-------- TASK MATERIAL

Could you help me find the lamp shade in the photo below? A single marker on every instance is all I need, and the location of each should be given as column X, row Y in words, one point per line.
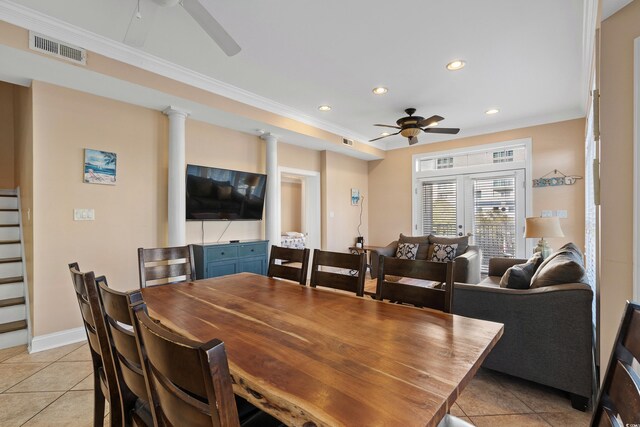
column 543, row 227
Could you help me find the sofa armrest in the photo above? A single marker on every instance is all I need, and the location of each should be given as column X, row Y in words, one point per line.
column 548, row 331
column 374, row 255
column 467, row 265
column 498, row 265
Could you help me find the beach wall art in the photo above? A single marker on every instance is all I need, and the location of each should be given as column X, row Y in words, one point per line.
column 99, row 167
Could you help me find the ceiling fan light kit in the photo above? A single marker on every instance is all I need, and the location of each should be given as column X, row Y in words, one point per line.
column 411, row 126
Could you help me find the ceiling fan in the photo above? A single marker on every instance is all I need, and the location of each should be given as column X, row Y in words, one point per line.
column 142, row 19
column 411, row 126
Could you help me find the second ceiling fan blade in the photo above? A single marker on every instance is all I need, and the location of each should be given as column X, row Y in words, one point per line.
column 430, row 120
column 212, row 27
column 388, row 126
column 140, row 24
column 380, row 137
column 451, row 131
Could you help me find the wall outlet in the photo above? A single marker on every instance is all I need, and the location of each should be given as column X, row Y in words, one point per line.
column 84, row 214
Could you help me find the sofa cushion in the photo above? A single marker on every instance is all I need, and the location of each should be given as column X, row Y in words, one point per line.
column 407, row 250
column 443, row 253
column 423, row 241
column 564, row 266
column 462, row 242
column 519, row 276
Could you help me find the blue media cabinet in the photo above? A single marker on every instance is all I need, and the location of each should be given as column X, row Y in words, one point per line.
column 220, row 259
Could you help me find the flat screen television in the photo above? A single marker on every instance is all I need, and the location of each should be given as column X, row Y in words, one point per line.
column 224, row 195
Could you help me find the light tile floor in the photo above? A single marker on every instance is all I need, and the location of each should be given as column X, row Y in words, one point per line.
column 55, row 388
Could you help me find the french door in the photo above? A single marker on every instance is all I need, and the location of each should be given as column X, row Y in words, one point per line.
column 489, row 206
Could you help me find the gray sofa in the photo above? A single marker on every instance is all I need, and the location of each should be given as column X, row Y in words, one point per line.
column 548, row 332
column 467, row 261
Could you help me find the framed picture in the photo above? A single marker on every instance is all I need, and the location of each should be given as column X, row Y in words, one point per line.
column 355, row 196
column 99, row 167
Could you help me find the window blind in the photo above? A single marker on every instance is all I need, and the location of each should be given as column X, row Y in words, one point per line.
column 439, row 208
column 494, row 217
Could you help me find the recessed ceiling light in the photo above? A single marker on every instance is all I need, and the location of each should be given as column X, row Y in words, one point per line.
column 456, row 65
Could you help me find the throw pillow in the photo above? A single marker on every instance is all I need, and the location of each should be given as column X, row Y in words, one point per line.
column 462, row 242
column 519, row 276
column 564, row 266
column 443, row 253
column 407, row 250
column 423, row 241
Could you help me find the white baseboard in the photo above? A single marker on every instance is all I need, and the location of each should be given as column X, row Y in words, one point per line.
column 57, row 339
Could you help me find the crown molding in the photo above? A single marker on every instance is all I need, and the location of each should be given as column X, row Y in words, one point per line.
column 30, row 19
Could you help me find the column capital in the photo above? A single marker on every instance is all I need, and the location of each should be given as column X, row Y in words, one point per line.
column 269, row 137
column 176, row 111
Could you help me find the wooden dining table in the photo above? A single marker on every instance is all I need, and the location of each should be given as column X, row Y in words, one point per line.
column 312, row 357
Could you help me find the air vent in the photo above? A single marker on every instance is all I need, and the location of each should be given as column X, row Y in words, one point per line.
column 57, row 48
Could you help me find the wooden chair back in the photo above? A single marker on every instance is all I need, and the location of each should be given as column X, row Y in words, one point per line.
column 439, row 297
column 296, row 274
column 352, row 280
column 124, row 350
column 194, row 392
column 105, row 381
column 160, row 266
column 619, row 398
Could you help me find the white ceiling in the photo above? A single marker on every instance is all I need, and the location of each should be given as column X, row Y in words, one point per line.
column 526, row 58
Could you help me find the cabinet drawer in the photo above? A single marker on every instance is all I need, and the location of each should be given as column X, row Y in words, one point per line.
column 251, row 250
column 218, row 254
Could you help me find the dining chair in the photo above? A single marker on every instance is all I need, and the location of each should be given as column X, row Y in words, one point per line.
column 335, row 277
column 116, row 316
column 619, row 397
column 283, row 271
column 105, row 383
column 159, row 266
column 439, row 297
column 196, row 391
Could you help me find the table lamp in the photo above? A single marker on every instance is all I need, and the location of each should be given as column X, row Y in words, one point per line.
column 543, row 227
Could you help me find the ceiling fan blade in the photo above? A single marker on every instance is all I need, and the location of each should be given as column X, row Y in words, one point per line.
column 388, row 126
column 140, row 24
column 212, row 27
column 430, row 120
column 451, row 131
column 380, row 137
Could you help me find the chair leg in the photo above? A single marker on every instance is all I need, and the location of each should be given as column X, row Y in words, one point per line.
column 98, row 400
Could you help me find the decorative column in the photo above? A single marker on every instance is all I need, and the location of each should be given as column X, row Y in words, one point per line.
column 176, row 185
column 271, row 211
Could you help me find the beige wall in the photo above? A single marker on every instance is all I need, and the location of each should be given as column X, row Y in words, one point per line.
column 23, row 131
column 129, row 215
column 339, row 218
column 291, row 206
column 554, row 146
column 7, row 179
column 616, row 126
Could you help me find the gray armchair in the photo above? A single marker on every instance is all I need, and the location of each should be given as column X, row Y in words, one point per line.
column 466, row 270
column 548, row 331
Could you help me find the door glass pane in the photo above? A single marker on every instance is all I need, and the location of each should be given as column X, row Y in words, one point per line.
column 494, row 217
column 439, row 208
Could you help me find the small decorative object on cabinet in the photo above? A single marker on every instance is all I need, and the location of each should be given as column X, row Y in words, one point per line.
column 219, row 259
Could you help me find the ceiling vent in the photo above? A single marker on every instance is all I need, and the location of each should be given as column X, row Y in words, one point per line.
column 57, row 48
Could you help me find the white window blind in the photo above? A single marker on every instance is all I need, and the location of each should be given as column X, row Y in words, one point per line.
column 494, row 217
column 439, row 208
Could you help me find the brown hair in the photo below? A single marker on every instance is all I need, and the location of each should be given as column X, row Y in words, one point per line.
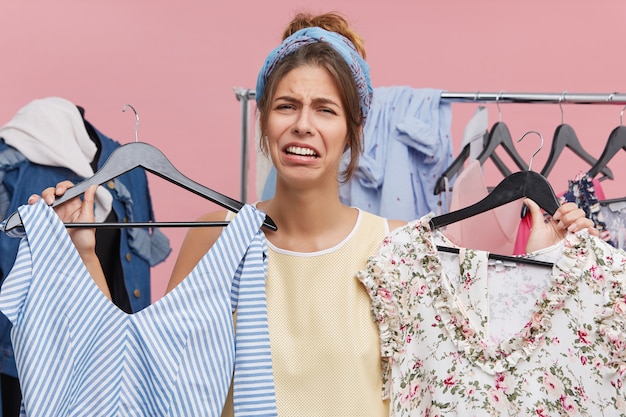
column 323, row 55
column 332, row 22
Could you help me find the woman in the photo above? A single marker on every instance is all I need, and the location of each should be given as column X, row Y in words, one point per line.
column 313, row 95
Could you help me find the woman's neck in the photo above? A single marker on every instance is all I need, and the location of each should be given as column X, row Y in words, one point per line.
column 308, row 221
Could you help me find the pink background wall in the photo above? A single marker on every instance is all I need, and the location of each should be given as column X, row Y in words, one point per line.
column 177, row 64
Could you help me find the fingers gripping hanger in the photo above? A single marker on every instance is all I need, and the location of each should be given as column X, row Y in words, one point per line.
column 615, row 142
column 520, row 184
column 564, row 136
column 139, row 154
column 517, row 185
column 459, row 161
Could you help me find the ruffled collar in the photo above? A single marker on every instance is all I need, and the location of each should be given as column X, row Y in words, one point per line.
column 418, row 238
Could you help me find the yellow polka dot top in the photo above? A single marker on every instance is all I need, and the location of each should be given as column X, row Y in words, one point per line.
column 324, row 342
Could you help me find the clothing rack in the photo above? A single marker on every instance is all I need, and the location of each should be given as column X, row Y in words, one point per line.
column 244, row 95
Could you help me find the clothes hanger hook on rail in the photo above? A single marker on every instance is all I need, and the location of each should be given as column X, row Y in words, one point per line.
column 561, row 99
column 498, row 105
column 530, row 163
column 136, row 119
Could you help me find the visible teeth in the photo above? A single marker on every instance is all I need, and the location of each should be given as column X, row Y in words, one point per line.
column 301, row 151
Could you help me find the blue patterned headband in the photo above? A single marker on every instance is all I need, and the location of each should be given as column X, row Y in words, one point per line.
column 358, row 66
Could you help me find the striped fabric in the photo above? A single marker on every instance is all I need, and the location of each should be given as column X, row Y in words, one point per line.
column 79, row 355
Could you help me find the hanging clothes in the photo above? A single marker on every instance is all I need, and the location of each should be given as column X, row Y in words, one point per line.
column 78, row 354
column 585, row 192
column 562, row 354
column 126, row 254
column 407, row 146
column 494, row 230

----------------

§ **WORK REQUIRED**
Quote the stretch of entries above from the line containing "Could you help me find the wooden dining" through the line containing "column 218, row 254", keeping both end lines and changing nothing.

§ **ANSWER BELOW**
Could you help me find the wooden dining table in the photo above? A single marker on every instance is all I need, and the location of each should be given as column X, row Y in words, one point per line.
column 312, row 357
Could you help me find the air vent in the photo above? A single marker on every instance is all I need, and the location of each should be given as column X, row Y in words, one point per line.
column 57, row 48
Could you help me find the wooden chair back in the photo above? A single marker on every instance is all I need, and the location of each should be given as column X, row Y in words, one point per line.
column 439, row 297
column 296, row 274
column 352, row 280
column 124, row 350
column 194, row 392
column 105, row 381
column 160, row 266
column 619, row 398
Could you help me find the white ceiling in the photo above? A single marker on every instance is all I need, and the location of each should be given as column X, row Y in words, one point per line.
column 526, row 58
Could you help me find the cabinet drawer in the photo above? A single marker on every instance is all I need, and the location of each should be given as column X, row Y in words, one point per line.
column 251, row 250
column 218, row 254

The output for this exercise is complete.